··· Dados ···

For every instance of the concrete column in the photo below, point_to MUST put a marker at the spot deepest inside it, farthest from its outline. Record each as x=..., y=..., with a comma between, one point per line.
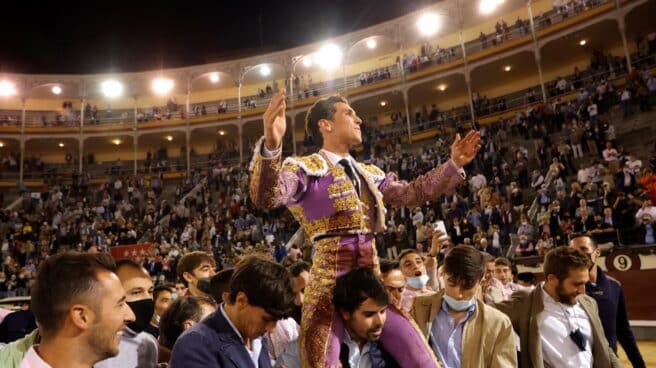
x=406, y=102
x=81, y=153
x=22, y=158
x=538, y=62
x=627, y=54
x=471, y=99
x=188, y=145
x=135, y=140
x=241, y=142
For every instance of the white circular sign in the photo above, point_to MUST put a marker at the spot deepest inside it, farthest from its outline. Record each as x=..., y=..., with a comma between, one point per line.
x=622, y=262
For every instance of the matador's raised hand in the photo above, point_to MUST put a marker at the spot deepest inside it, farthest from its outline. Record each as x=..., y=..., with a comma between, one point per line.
x=464, y=150
x=275, y=122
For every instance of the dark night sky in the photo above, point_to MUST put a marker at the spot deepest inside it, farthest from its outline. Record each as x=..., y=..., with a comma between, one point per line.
x=104, y=36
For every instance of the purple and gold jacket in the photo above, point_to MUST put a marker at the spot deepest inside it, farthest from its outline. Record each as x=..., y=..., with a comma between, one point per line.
x=323, y=199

···

**Objetivo declarado:** Copie, por favor, todos os dados acima sem nenhuma alteração, deixando as imagens de fora.

**Resposta ao exercício:**
For every instance of the concrete column in the photo below, point_to MUST put a marker at the spot deepest inside it, farthest from its outline. Record each as x=..., y=..., with a comma between, one point per line.
x=406, y=102
x=81, y=153
x=22, y=158
x=538, y=62
x=627, y=54
x=471, y=99
x=188, y=145
x=135, y=140
x=241, y=142
For every instance of the white circular sign in the photo above, point_to MUST put a marker at the spot deepest inside it, farthest from its outline. Record each as x=..., y=..., with a comma between, one point per line.
x=622, y=262
For every instance of the matador's raised hand in the photo above, point_to MUST put a marker at the spot deepest inside it, farthest from its outline. Record each as x=..., y=..., with a comma between, one point per line.
x=464, y=150
x=275, y=122
For every instance of the dark night sky in the photo above, point_to MUST put a marker at the spot deepest inside it, farthest from its outline. Record each as x=..., y=..., with a comma between, one point per line.
x=104, y=36
For every instance of the purple and gold jacket in the photo above, point_to MUST put a marker at the spot deepest inside it, farthest from its outline. Record each as x=..., y=..., with a comma between, one point per line.
x=323, y=199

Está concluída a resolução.